"""
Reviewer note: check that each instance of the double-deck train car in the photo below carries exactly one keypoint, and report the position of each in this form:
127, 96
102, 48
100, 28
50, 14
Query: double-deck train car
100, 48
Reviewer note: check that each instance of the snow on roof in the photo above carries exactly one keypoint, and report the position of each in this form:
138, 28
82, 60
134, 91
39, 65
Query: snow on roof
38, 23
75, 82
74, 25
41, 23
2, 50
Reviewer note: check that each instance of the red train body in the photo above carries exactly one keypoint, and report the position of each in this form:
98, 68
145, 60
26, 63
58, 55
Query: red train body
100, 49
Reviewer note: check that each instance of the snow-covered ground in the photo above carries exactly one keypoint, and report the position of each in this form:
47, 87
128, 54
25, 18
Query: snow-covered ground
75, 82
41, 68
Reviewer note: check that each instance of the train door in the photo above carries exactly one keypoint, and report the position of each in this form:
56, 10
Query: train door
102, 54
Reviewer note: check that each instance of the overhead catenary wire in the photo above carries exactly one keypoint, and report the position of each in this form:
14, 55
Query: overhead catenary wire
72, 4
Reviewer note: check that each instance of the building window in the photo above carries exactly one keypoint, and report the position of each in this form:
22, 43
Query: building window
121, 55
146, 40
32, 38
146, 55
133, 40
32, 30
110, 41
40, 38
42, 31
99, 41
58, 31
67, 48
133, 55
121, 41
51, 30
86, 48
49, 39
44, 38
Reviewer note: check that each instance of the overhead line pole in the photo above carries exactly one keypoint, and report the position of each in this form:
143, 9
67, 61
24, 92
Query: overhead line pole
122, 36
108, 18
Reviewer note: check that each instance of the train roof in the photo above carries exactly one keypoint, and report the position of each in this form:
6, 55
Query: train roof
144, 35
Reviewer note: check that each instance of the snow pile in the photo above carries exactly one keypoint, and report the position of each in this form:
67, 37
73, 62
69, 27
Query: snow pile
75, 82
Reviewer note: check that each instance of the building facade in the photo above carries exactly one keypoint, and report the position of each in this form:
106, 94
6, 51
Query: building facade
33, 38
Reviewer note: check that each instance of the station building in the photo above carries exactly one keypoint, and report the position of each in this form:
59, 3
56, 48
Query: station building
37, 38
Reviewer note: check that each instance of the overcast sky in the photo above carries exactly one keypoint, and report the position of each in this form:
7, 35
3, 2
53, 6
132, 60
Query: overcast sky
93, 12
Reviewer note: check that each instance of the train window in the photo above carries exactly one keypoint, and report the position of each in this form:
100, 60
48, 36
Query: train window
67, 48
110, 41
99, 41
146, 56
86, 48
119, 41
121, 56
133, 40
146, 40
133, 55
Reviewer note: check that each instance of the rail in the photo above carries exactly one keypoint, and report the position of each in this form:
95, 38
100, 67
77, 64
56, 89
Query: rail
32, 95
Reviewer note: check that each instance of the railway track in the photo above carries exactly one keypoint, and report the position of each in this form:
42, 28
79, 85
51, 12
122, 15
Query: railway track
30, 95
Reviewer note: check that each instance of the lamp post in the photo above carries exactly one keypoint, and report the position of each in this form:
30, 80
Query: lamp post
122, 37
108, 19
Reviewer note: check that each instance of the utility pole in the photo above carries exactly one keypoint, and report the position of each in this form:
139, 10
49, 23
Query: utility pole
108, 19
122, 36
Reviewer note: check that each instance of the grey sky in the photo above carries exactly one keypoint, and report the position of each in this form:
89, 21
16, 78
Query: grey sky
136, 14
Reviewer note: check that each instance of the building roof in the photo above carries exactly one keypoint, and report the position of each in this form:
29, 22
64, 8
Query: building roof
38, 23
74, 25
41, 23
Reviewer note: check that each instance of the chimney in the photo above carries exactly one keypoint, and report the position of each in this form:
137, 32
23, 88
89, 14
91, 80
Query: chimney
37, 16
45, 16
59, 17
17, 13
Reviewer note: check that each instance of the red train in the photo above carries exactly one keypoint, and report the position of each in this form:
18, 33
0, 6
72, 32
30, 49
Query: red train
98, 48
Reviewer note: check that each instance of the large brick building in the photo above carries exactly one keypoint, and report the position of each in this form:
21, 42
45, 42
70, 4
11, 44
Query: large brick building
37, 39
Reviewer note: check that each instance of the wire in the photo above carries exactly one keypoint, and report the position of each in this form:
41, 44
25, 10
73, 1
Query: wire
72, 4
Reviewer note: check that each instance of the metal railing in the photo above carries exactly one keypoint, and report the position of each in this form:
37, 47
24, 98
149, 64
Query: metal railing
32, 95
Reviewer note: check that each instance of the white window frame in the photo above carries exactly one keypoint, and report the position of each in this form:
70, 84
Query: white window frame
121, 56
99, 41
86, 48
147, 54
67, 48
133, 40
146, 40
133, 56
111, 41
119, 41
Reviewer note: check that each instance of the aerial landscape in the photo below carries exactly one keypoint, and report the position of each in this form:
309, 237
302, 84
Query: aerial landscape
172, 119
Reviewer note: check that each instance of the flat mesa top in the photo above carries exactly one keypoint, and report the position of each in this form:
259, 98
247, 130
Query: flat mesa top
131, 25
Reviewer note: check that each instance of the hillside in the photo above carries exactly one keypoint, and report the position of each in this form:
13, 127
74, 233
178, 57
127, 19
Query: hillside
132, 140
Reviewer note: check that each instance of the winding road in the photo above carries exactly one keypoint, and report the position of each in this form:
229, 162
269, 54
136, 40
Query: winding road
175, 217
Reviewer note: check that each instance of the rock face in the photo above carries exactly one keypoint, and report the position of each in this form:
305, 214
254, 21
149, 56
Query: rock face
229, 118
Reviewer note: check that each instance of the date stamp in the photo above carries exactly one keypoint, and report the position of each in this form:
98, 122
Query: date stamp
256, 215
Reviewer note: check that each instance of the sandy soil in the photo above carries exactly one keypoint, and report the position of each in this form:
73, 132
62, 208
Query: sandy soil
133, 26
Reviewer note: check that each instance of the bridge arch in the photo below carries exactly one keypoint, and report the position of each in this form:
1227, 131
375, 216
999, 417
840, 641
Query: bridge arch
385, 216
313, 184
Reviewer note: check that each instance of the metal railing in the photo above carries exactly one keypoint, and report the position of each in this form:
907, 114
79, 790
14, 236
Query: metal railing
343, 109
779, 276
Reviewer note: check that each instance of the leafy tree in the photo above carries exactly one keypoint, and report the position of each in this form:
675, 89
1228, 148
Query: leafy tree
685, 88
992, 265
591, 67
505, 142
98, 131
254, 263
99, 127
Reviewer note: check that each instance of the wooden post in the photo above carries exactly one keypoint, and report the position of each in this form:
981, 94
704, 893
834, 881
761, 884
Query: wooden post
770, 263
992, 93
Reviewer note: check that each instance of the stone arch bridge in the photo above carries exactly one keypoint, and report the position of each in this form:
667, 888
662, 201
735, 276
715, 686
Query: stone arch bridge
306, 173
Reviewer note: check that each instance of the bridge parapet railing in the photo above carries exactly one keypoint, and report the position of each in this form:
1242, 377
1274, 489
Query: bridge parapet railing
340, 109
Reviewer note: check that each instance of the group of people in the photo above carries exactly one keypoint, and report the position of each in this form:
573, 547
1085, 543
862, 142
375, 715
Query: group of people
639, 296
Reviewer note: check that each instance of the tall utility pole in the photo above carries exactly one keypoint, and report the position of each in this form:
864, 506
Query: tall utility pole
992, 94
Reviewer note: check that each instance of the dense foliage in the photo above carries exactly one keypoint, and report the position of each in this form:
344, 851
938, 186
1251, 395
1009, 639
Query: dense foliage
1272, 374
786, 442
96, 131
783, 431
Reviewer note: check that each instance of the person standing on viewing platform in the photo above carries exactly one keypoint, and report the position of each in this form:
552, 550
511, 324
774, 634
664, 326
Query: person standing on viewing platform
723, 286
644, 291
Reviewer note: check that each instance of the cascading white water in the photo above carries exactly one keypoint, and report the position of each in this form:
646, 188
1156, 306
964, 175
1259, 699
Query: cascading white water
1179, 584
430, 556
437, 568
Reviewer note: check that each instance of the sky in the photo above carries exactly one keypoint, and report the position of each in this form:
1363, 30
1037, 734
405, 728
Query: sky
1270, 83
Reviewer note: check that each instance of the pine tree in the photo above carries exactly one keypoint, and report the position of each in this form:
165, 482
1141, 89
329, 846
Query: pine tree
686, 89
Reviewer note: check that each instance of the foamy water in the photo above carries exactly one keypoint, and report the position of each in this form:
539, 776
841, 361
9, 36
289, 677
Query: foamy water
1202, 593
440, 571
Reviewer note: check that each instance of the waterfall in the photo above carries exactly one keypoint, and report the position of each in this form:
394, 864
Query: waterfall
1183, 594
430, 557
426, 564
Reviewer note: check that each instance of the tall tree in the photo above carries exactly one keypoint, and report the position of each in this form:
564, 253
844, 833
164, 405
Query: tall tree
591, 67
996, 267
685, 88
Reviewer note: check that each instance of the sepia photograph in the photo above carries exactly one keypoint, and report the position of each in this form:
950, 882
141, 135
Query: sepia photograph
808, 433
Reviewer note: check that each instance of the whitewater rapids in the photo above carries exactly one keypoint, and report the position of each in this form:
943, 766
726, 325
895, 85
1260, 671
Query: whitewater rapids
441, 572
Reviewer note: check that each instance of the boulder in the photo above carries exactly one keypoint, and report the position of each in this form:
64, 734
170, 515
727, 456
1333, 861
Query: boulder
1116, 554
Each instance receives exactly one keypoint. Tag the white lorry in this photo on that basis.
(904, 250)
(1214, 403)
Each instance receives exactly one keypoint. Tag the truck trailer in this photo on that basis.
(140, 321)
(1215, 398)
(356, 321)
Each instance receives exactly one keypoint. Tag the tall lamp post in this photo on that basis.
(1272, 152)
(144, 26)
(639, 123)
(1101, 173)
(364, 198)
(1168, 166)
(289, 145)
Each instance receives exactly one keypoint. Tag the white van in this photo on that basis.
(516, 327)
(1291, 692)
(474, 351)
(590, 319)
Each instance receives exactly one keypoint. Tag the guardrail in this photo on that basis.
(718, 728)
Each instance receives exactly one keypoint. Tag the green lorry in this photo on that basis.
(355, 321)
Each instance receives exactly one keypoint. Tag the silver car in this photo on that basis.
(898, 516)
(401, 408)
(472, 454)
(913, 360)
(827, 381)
"""
**Task details:** Starting from the records above, filter out all lines except those containing the word "below".

**Response area:**
Reviewer note: check that each instance of the double-deck train car in the photo below carries exactly one keypoint, and report the position of each in this form:
Reviewer note: check that each instance of the aerial landscape in the photo below carries exactly one keypoint, and report the position of each in this form:
Reviewer note: check that each instance of the bridge arch in the photo below carries exactly one keypoint, and report the position of each in this form:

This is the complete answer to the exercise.